OPDRACHTEN:
a - Typ uit de tekst over waterbeheer alles over vanaf "Om het tij te" tot en met "omslagpunt van 2030.", zonder iets te veranderen.
b - Klopt elk van deze beweringen volgens de tekst over waterbeheer? (i) Na 2030 wil het waterschap meer inzetten op reguleren en afdwingen. (ii) De bronnen van de Brabantse bodem worden omgeven door 1600 hectare landbouwgrond. (iii) De gefaseerde aanpassing van het watersysteem begint in 2030. Antwoord telkens met ja of nee en citeer letterlijk de woorden uit de tekst die de doorslag geven.
c - Schrijf de tekst over waterbeheer verder, te beginnen na de laatste zin.

Om het tij te keren, heeft het waterschap een handelingsperspectief opgesteld dat de watertransitie richting 2050 schetst. Hierbij wordt vooral ingezet op systeemherstel en het feit dat niet alles overal meer kan. De principes vanuit water en bodem sturend vormen hiervoor een belangrijke basis. De kern van het handelingsperspectief is dat we tot 2030 verleiden en stimuleren om land om te vormen naar ander gebruik. Na 2030 gaan we meer inzetten op het reguleren en afdwingen ervan. We werken nu aan het beleid om het handelingsperspectief handen en voeten te geven. Het beleid van de provincie helpt ons hierbij. Zo zijn in het addendum op het Regionaal Water en Bodemprogramma afspraken met de provincie vastgelegd over richtinggevende principes voor grondwaterpeilverhoging en het omslagpunt van 2030.
Voor het project drinkwaterlandschap Groote Heide hebben drinkwaterbedrijf Brabant Water en Waterschap de Dommel de handen ineengeslagen om het watersysteem op de Groote Heide in Leende-Heeze toekomstbestendig en duurzaam in te richten. De partijen werken samen aan een drinkwaterlandschap, zodat natuur en drinkwaterwinningen nog beter hand in hand gaan. De natuur heeft immers een belangrijke functie voor de bescherming en kwaliteit van drinkwaterbronnen. Zo worden de bronnen van de Brabantse bodem omgeven door 1600 hectare natuurgebied. Bij de ontwikkeling van het landschap wordt niet alleen gekeken naar drinkwaterwinningen, waterhuishouding en natuur, maar ook naar recreatie, cultuurhistorie en landbouw. Alle functies worden meegenomen in een integrale brede afweging voor de inrichting van het gebied. Vanaf 2027 starten de partijen met een gefaseerde aanpassing van het watersysteem en de gebiedsinrichting.

[Objectbeschrijvingen in vrije tekst]
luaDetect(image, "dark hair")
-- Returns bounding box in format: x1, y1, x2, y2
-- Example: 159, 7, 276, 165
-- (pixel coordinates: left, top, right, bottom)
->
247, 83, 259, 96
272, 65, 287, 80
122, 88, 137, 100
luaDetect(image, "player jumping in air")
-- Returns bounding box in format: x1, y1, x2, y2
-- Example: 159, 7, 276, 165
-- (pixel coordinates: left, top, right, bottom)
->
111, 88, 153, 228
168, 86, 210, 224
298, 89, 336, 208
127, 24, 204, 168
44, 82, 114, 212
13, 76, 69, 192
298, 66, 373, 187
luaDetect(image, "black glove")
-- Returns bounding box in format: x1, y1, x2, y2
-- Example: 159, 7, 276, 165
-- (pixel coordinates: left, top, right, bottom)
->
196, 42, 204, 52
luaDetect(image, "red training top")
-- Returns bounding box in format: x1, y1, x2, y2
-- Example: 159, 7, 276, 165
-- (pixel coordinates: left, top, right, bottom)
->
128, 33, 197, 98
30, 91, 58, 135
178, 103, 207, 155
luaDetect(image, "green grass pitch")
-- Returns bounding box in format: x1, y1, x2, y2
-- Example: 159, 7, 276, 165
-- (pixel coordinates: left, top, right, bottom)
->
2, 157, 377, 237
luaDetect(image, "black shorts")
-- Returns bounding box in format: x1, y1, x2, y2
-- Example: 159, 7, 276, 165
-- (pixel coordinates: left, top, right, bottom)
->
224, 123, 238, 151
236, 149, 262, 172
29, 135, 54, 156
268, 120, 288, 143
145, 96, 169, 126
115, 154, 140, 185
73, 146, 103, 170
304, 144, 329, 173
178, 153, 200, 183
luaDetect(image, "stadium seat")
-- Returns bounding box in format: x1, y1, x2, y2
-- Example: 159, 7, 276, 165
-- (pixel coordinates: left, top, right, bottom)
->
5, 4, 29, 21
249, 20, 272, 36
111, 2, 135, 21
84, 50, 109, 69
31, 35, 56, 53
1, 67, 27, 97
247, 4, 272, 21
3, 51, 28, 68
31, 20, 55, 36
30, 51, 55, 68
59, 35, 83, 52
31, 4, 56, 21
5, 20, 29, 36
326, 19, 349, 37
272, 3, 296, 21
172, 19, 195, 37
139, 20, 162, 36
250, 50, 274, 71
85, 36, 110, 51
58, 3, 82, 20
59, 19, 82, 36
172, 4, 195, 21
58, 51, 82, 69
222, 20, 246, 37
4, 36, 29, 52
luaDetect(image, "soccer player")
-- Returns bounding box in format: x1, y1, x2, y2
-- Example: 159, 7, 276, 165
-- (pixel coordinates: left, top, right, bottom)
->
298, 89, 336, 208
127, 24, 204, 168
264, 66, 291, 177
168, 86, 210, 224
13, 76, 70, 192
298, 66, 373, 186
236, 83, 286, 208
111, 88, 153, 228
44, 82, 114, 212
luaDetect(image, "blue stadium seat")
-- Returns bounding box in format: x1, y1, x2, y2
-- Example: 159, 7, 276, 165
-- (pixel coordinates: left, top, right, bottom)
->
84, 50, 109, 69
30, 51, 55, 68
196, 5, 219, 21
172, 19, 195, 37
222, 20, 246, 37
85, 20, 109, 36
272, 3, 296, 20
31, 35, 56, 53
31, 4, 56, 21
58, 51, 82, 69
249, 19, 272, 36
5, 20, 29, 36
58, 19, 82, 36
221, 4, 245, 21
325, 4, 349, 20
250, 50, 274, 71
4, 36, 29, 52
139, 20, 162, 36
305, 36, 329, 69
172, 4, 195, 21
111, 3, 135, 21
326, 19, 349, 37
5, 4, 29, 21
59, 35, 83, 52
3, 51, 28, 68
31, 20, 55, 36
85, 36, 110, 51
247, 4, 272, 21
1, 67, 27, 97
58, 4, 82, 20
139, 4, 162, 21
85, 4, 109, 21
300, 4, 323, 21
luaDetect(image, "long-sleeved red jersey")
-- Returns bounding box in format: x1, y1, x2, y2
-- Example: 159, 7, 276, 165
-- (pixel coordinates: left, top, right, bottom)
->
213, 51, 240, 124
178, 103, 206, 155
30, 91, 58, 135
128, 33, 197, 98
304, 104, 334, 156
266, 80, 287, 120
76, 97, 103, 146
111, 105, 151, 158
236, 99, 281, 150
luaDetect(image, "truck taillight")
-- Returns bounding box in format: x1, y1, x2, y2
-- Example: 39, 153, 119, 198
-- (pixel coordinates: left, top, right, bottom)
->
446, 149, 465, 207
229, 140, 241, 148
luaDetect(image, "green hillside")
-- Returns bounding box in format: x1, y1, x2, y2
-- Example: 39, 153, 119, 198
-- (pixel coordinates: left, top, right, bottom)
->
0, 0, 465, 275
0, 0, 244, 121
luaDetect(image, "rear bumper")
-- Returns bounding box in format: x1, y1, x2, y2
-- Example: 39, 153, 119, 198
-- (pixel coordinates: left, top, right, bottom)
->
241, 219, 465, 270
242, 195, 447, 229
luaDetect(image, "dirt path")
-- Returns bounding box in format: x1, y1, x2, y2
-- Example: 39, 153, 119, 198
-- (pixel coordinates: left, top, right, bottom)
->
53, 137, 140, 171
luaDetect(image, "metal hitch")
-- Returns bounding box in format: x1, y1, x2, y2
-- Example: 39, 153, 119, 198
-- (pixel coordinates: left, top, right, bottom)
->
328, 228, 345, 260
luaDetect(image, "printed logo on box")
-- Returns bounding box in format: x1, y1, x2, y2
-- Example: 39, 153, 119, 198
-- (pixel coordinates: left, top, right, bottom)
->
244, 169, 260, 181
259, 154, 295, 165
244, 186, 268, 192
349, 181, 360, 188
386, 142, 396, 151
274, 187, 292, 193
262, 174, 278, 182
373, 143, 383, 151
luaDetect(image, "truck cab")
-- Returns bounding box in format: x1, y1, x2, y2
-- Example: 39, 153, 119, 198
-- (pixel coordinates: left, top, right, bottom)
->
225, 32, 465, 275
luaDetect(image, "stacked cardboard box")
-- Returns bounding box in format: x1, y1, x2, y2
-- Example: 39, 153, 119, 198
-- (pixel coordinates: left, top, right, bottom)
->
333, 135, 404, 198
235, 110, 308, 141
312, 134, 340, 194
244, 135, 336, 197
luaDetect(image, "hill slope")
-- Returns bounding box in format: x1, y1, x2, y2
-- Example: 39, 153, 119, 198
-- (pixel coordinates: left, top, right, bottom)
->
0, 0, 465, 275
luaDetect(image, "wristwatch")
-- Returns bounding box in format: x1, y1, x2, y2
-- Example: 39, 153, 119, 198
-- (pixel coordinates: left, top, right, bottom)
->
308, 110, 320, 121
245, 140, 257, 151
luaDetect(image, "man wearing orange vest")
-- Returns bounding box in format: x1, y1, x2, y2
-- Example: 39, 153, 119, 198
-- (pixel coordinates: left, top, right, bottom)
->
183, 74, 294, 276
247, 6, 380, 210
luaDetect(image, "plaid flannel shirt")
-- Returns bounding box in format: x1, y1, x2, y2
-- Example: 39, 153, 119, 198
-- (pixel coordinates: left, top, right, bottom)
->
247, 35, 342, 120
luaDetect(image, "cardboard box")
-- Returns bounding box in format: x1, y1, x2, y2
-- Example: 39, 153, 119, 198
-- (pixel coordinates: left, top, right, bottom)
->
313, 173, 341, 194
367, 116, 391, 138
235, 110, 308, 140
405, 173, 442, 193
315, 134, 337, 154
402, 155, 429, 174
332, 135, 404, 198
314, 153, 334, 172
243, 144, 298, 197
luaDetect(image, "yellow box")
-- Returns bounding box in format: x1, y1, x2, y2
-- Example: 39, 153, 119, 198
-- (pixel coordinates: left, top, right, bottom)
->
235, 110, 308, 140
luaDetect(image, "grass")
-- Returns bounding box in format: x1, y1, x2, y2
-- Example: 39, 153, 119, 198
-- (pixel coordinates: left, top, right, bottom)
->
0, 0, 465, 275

ANTWOORDEN OP VOLGORDE:
a -
Om het tij te keren, heeft het waterschap een handelingsperspectief opgesteld dat de watertransitie richting 2050 schetst. Hierbij wordt vooral ingezet op systeemherstel en het feit dat niet alles overal meer kan. De principes vanuit water en bodem sturend vormen hiervoor een belangrijke basis. De kern van het handelingsperspectief is dat we tot 2030 verleiden en stimuleren om land om te vormen naar ander gebruik. Na 2030 gaan we meer inzetten op het reguleren en afdwingen ervan. We werken nu aan het beleid om het handelingsperspectief handen en voeten te geven. Het beleid van de provincie helpt ons hierbij. Zo zijn in het addendum op het Regionaal Water en Bodemprogramma afspraken met de provincie vastgelegd over richtinggevende principes voor grondwaterpeilverhoging en het omslagpunt van 2030.

b -
(i) Ja: "Na 2030 gaan we meer inzetten op het reguleren en afdwingen ervan."
(ii) Nee: "Zo worden de bronnen van de Brabantse bodem omgeven door 1600 hectare natuurgebied."
(iii) Nee: "Vanaf 2027 starten de partijen met een gefaseerde aanpassing van het watersysteem en de gebiedsinrichting."

c -
Verschillende samenwerkingen en projecten rondom droogte
Vanaf 2024 werken we samen met Brabant Water aan het project drinkwaterlandschap Groote Heide. Hierin richt Brabant Water zich op het ontwikkelen van een landschap waar voldoende drinkwater van hoge kwaliteit kan worden gewonnen. Waterschap de Dommel richt zich op het creëren van een sterk en stabiel watersysteem met een verbeterde sponswerking, zodat de grondwaterstanden in balans blijven. Het gebied wordt zo ingericht dat het optimaal kan inspelen op zowel natte als droge periodes. Hiervoor is gekeken naar de watersysteemeenheden en hoe met de lokale laagtes in het watersysteem om kan worden gegaan.
‘In het stedelijk gebied is het wenselijk dat het waterschap een actievere en adviserende rol inneemt’
Naast het landelijk gebied ligt er ook een grote opgave in het stedelijk gebied. We zijn druk bezig om de water en bodem sturend principes in het vizier bij gemeentelijke ontwikkelingen te krijgen, zowel vanuit klimaatadaptief bouwen als meer ruimte voor water. In het stedelijk gebied is het wenselijk dat het waterschap een actievere en adviserende rol inneemt. In de praktijk worden we echter vaak pas aan de achterkant betrokken. Hier zouden we een andere weg in kunnen vinden door bijvoorbeeld op zoek te gaan naar nieuwe en creatievere samenwerkingsvormen. Wat we wel al zien, is dat er op verschillende plekken water en bodem sturend als business case wordt meegenomen in grootschalige ruimtelijke projecten. Dit wordt nu ook gedaan bij de Uitvoeringsagenda NOVEX Stedelijk Brabant. Het zou mooi zijn als dit uiteindelijk een stevige positie krijgt binnen de kosten- en batenafwegingen die partijen maken.